*EXERCISE INSTRUCTIONS:*
Reproduce the records below verbatim, starting at the line that contains "Where can the boat" and stopping after the line that contains "<point>732,172</point>".

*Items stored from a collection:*

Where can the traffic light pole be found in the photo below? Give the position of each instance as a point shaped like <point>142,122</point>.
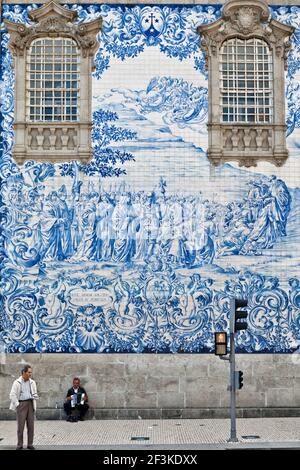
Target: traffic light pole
<point>233,437</point>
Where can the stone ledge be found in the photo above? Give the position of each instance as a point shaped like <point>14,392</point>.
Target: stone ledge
<point>162,413</point>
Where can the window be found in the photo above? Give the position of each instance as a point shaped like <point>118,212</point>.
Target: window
<point>246,55</point>
<point>53,80</point>
<point>53,61</point>
<point>246,78</point>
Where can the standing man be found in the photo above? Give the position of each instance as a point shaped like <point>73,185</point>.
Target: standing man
<point>76,399</point>
<point>23,397</point>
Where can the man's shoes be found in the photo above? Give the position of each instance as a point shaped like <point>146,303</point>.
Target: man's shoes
<point>72,419</point>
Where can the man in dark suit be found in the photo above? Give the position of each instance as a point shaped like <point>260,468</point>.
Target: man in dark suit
<point>76,399</point>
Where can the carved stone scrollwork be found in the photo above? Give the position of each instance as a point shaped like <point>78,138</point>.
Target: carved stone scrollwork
<point>54,19</point>
<point>56,140</point>
<point>245,142</point>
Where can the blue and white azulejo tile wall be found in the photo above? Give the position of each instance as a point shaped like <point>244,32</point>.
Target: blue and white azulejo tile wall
<point>140,250</point>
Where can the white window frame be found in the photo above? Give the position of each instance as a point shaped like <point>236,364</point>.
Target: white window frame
<point>246,78</point>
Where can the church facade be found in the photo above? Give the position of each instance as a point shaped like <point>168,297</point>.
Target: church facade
<point>119,267</point>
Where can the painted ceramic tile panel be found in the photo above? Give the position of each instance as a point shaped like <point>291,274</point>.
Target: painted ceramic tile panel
<point>140,250</point>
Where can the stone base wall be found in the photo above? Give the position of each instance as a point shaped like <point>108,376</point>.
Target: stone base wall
<point>157,385</point>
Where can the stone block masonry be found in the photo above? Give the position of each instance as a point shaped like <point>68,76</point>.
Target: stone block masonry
<point>124,386</point>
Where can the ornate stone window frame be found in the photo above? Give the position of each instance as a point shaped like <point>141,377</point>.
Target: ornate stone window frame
<point>55,141</point>
<point>247,143</point>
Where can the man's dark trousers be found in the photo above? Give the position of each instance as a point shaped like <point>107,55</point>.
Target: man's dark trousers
<point>25,413</point>
<point>82,408</point>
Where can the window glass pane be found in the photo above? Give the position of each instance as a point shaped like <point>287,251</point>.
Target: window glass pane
<point>246,76</point>
<point>47,97</point>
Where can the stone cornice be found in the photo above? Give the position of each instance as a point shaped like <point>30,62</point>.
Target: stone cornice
<point>246,19</point>
<point>53,20</point>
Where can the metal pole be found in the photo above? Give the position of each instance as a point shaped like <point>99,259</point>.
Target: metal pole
<point>233,437</point>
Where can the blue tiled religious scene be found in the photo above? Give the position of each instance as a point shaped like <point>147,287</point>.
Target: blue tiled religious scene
<point>140,249</point>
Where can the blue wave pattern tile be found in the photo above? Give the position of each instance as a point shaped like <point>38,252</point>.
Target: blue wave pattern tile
<point>91,261</point>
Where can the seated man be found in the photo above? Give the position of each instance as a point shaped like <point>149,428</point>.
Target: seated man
<point>76,399</point>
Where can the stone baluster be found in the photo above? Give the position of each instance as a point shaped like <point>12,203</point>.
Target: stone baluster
<point>52,137</point>
<point>64,137</point>
<point>265,144</point>
<point>253,141</point>
<point>241,139</point>
<point>40,138</point>
<point>228,139</point>
<point>234,138</point>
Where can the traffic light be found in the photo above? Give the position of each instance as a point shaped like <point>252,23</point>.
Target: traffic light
<point>221,343</point>
<point>240,314</point>
<point>239,378</point>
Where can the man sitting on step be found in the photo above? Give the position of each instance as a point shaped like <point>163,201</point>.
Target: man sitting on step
<point>76,399</point>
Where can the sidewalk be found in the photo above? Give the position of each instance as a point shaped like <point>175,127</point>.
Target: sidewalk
<point>158,434</point>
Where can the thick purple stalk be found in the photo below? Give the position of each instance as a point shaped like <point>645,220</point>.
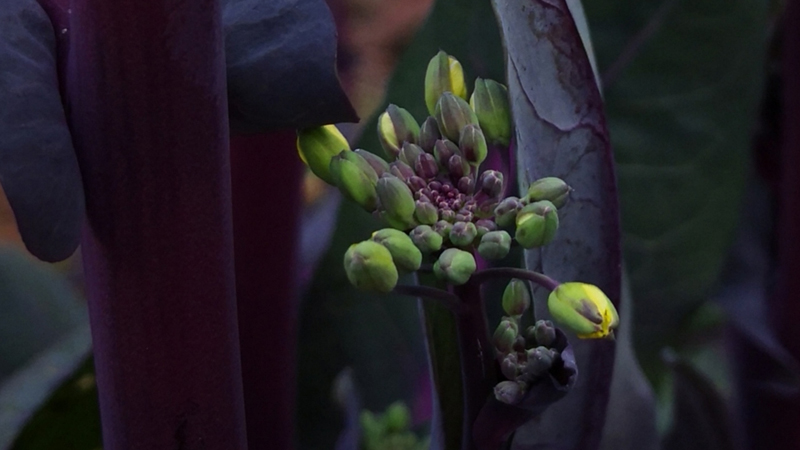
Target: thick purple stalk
<point>267,201</point>
<point>147,101</point>
<point>477,357</point>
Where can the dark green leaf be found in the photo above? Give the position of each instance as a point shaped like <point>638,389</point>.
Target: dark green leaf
<point>38,167</point>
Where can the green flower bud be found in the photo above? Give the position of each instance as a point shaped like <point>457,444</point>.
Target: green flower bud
<point>536,224</point>
<point>405,254</point>
<point>396,126</point>
<point>397,202</point>
<point>490,103</point>
<point>544,332</point>
<point>584,309</point>
<point>443,227</point>
<point>425,213</point>
<point>429,134</point>
<point>495,245</point>
<point>505,214</point>
<point>473,145</point>
<point>443,150</point>
<point>444,74</point>
<point>552,189</point>
<point>505,335</point>
<point>452,114</point>
<point>409,153</point>
<point>401,170</point>
<point>426,239</point>
<point>369,266</point>
<point>540,360</point>
<point>397,417</point>
<point>516,298</point>
<point>510,366</point>
<point>509,392</point>
<point>379,165</point>
<point>492,183</point>
<point>455,266</point>
<point>355,178</point>
<point>317,146</point>
<point>426,166</point>
<point>463,233</point>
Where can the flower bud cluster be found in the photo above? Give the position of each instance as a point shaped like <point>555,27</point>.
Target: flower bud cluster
<point>524,355</point>
<point>433,187</point>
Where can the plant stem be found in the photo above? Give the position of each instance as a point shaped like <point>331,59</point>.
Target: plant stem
<point>267,177</point>
<point>511,272</point>
<point>477,357</point>
<point>431,293</point>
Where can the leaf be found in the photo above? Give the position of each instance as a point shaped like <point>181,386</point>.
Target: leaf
<point>561,132</point>
<point>281,65</point>
<point>38,167</point>
<point>700,417</point>
<point>680,115</point>
<point>52,401</point>
<point>631,423</point>
<point>39,308</point>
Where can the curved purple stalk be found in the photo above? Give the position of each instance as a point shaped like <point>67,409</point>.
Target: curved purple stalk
<point>147,101</point>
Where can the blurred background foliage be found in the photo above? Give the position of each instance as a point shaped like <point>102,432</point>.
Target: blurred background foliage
<point>682,82</point>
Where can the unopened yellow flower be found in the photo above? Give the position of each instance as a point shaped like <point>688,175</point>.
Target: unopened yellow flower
<point>584,309</point>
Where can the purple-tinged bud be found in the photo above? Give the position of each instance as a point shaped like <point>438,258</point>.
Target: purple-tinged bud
<point>457,167</point>
<point>466,185</point>
<point>540,360</point>
<point>509,392</point>
<point>552,189</point>
<point>409,153</point>
<point>495,245</point>
<point>505,335</point>
<point>463,233</point>
<point>516,297</point>
<point>426,239</point>
<point>401,170</point>
<point>416,183</point>
<point>426,166</point>
<point>485,226</point>
<point>490,103</point>
<point>355,178</point>
<point>426,213</point>
<point>396,126</point>
<point>510,366</point>
<point>443,227</point>
<point>405,254</point>
<point>452,114</point>
<point>447,214</point>
<point>455,266</point>
<point>492,183</point>
<point>397,201</point>
<point>378,164</point>
<point>369,266</point>
<point>537,224</point>
<point>473,145</point>
<point>429,134</point>
<point>505,214</point>
<point>544,332</point>
<point>443,150</point>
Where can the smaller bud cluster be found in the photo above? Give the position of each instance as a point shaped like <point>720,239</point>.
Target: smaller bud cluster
<point>524,355</point>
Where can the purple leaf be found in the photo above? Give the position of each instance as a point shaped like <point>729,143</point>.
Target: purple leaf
<point>561,131</point>
<point>38,168</point>
<point>281,58</point>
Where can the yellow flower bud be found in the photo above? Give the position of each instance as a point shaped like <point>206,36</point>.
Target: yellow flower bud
<point>317,146</point>
<point>584,309</point>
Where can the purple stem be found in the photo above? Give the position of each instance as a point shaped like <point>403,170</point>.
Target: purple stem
<point>477,357</point>
<point>147,99</point>
<point>267,200</point>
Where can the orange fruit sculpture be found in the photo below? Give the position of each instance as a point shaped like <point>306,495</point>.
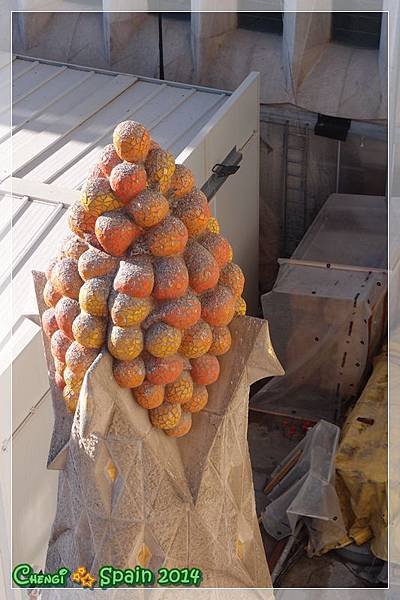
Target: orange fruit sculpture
<point>146,275</point>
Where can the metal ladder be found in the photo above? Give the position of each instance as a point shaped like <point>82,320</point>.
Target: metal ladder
<point>295,206</point>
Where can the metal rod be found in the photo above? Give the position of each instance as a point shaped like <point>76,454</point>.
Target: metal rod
<point>279,565</point>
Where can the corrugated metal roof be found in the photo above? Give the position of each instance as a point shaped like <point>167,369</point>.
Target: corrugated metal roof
<point>63,115</point>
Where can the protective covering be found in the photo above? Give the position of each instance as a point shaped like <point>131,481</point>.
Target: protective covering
<point>130,495</point>
<point>327,311</point>
<point>307,492</point>
<point>362,465</point>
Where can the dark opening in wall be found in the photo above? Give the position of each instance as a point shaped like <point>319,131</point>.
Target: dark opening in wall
<point>357,29</point>
<point>268,22</point>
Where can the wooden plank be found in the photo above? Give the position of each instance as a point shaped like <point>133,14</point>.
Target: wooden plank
<point>11,207</point>
<point>92,135</point>
<point>158,107</point>
<point>190,114</point>
<point>25,234</point>
<point>41,191</point>
<point>33,80</point>
<point>36,105</point>
<point>65,116</point>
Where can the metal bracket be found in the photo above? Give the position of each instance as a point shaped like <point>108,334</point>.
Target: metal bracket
<point>221,172</point>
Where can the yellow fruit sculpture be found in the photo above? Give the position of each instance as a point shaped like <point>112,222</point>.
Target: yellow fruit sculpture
<point>147,276</point>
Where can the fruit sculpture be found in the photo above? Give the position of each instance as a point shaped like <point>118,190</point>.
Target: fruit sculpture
<point>145,273</point>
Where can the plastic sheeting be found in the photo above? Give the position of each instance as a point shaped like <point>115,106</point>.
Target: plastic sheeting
<point>307,492</point>
<point>362,465</point>
<point>327,311</point>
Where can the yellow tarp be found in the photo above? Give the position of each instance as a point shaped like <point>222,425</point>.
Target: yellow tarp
<point>362,465</point>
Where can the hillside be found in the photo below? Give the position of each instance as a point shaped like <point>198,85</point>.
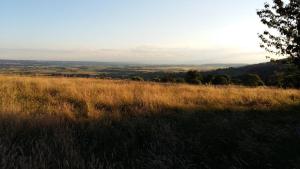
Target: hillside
<point>104,124</point>
<point>264,70</point>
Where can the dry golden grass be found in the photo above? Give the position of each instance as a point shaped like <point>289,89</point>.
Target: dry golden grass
<point>96,98</point>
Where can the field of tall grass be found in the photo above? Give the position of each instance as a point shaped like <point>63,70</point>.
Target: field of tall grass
<point>94,98</point>
<point>77,123</point>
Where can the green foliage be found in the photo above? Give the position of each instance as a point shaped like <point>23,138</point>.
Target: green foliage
<point>221,80</point>
<point>193,77</point>
<point>156,79</point>
<point>137,78</point>
<point>251,80</point>
<point>180,80</point>
<point>284,18</point>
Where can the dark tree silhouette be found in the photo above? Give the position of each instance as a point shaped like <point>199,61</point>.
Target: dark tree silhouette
<point>283,36</point>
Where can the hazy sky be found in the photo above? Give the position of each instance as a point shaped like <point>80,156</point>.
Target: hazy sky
<point>147,31</point>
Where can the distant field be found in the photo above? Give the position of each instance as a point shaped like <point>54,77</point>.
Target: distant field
<point>99,69</point>
<point>79,123</point>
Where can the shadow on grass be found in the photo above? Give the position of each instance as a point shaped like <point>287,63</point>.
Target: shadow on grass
<point>216,139</point>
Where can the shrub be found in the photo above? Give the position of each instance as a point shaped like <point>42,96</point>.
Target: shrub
<point>180,80</point>
<point>156,79</point>
<point>221,80</point>
<point>251,80</point>
<point>193,77</point>
<point>137,78</point>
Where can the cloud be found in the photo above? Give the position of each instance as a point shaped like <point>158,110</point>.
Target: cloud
<point>150,55</point>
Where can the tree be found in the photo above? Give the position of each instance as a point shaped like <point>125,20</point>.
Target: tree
<point>251,80</point>
<point>193,77</point>
<point>221,80</point>
<point>137,78</point>
<point>283,36</point>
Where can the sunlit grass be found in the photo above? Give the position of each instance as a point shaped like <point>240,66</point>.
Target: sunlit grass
<point>76,97</point>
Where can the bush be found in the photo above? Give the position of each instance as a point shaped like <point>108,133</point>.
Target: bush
<point>208,79</point>
<point>251,80</point>
<point>156,79</point>
<point>193,77</point>
<point>180,80</point>
<point>137,78</point>
<point>221,80</point>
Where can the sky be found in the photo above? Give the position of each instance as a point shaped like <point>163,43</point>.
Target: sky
<point>141,31</point>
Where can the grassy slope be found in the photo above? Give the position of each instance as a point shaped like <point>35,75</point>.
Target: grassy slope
<point>87,123</point>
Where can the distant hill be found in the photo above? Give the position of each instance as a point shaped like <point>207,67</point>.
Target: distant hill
<point>264,70</point>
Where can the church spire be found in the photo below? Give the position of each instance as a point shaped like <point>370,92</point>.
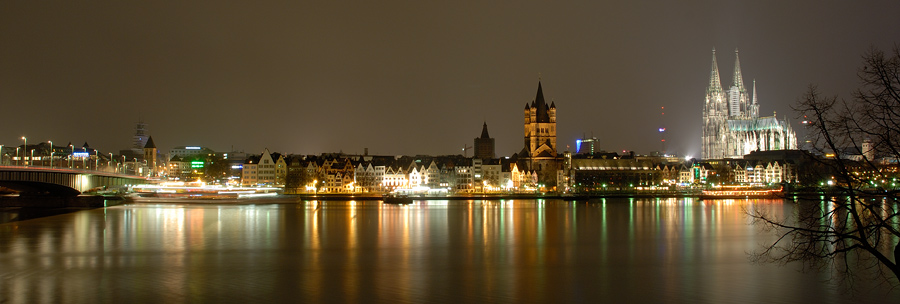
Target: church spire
<point>715,85</point>
<point>542,109</point>
<point>484,131</point>
<point>738,79</point>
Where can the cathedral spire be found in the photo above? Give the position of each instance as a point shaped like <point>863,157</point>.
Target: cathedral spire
<point>715,84</point>
<point>754,91</point>
<point>738,79</point>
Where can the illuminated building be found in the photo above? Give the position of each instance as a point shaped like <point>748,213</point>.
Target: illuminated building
<point>140,138</point>
<point>732,127</point>
<point>265,169</point>
<point>190,151</point>
<point>539,153</point>
<point>150,154</point>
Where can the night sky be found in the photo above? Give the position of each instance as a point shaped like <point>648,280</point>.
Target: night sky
<point>410,77</point>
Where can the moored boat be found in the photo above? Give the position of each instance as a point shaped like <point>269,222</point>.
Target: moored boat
<point>396,199</point>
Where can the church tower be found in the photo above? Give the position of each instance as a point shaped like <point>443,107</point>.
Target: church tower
<point>540,127</point>
<point>150,155</point>
<point>484,145</point>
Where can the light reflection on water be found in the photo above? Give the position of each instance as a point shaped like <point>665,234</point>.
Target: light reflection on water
<point>634,250</point>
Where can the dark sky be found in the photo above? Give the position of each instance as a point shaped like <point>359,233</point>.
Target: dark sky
<point>410,77</point>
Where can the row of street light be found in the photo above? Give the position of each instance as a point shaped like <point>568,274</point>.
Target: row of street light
<point>71,162</point>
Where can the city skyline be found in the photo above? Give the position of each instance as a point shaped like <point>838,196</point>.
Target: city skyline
<point>412,79</point>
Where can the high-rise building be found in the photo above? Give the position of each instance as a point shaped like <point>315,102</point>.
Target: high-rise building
<point>140,137</point>
<point>150,154</point>
<point>484,145</point>
<point>732,127</point>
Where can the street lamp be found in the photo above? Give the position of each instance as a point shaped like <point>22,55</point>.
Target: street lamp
<point>25,148</point>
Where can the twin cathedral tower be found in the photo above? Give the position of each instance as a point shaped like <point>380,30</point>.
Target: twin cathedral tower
<point>732,127</point>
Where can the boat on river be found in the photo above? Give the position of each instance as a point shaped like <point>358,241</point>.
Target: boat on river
<point>397,199</point>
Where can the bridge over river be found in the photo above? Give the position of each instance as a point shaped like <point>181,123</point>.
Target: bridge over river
<point>35,180</point>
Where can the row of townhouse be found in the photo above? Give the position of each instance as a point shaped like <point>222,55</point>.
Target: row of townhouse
<point>337,173</point>
<point>611,173</point>
<point>732,172</point>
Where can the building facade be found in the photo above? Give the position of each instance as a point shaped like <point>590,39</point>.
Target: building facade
<point>540,151</point>
<point>732,126</point>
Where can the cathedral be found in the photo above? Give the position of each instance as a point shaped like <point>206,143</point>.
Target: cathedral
<point>732,127</point>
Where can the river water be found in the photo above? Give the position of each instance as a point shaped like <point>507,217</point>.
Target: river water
<point>612,250</point>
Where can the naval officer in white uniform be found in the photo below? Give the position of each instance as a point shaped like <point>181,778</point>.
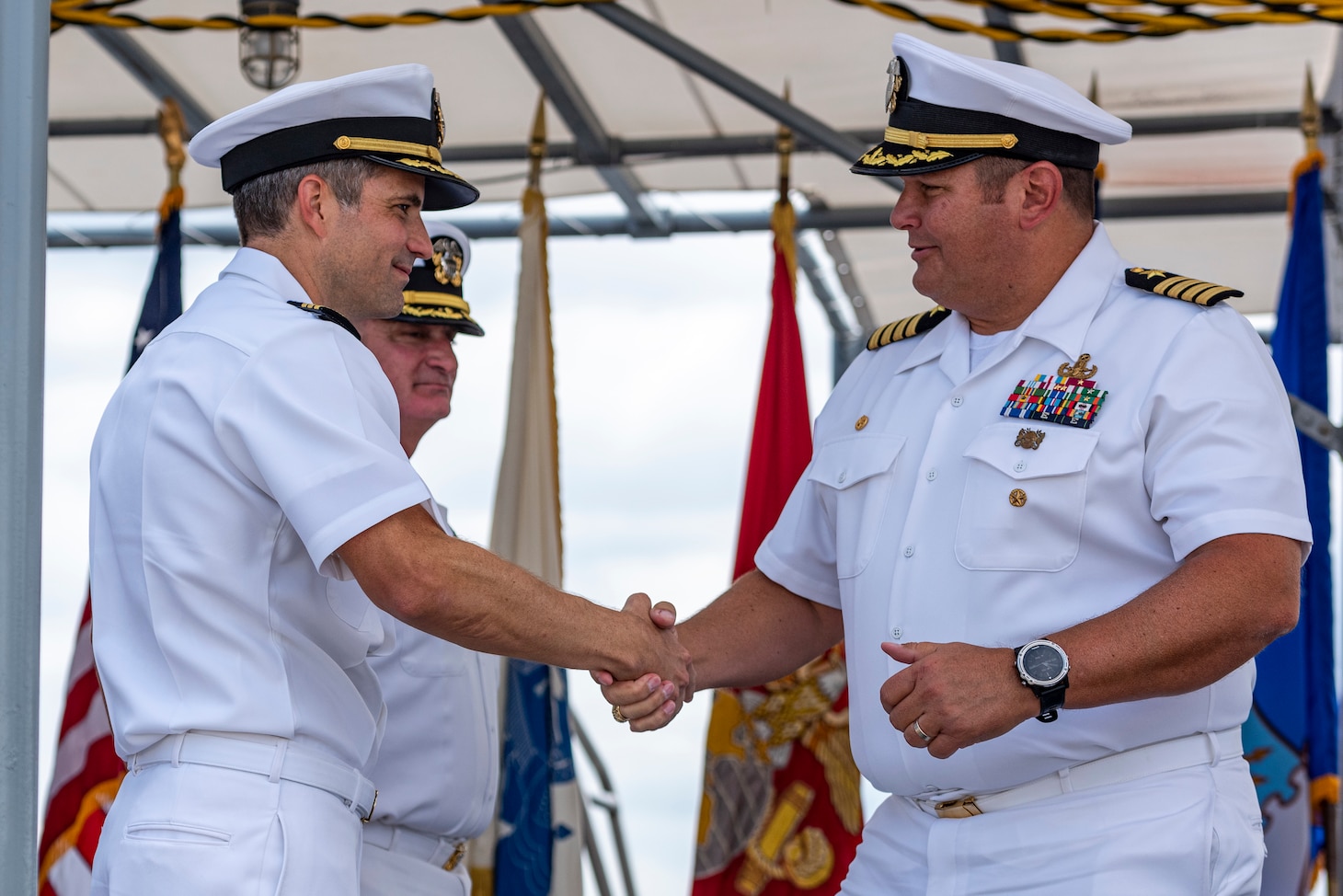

*RESULT BELOW:*
Where can the boat on river be found in the photo above? Give the position of each instance as a point shaped like <point>358,241</point>.
Target: boat on river
<point>397,199</point>
Where can the bridge over river be found in the photo above? Give the position of each instance as a point shaped like <point>181,123</point>.
Target: bridge over river
<point>35,180</point>
Where can the row of townhouse be found in the photo above? Give the position of each instance as a point shaped like <point>222,55</point>.
Target: row of townhouse
<point>337,173</point>
<point>611,173</point>
<point>732,172</point>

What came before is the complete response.